◆ PROBLEMS AND TASKS
A - From the text on tax breaks, list every home-related cost that it says someone working at home may be able to deduct.
B - According to the text on tax breaks, what share of adjusted gross income must medical expenses exceed before people age 65 and older can deduct them?

◆ TEXT UNDER STUDY
[Start of section]
The segue from holidays to tax time is fast. If you are self-employed or if you freelance to supplement your income, you can make the move smooth by being prepared in advance to take advantage of the tax breaks offered to those in this category.
If you work at home, the government might subsidize what are considered personal expenses. If you regularly use part of your home or apartment for business matters, part of your utility and insurance costs may be deductible. You can write off part of the rent or the depreciation if you own your own home.
To help those who might have failed to claim this deductible because of the scary bookkeeping, the IRS has simplified the process. You may deduct $5 for every square foot of space that qualifies. On a 3,000-square-foot home, for instance, the deduction is $1,500.
Health insurance premiums and expenses also are eligible for deduction, but you must itemize. And the deduction is only to the extent that your medical expenses exceed 10 percent of your adjusted gross income (7.5 percent for those age 65 and older.)
[End of section]
◆ RECORD SET
[Start of section]
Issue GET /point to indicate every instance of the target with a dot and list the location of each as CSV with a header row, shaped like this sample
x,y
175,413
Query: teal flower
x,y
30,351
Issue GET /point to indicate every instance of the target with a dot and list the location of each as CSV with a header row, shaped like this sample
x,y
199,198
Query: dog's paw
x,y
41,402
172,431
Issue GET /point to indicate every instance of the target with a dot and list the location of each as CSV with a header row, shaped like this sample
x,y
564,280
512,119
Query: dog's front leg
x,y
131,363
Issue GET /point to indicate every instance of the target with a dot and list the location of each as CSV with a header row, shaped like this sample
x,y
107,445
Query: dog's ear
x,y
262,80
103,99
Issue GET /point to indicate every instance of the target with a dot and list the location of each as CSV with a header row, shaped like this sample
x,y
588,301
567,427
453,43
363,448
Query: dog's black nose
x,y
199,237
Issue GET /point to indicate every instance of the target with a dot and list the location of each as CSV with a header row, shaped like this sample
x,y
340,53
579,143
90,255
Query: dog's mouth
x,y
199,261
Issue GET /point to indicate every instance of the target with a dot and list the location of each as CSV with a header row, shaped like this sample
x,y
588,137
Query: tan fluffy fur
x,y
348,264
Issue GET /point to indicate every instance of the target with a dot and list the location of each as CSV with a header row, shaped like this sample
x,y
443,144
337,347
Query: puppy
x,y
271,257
[End of section]
◆ ANSWERS PROVIDED
A -
- Part of utility costs
- Part of insurance costs
- Part of the rent
- Depreciation, for those who own their own home

B - 7.5 percent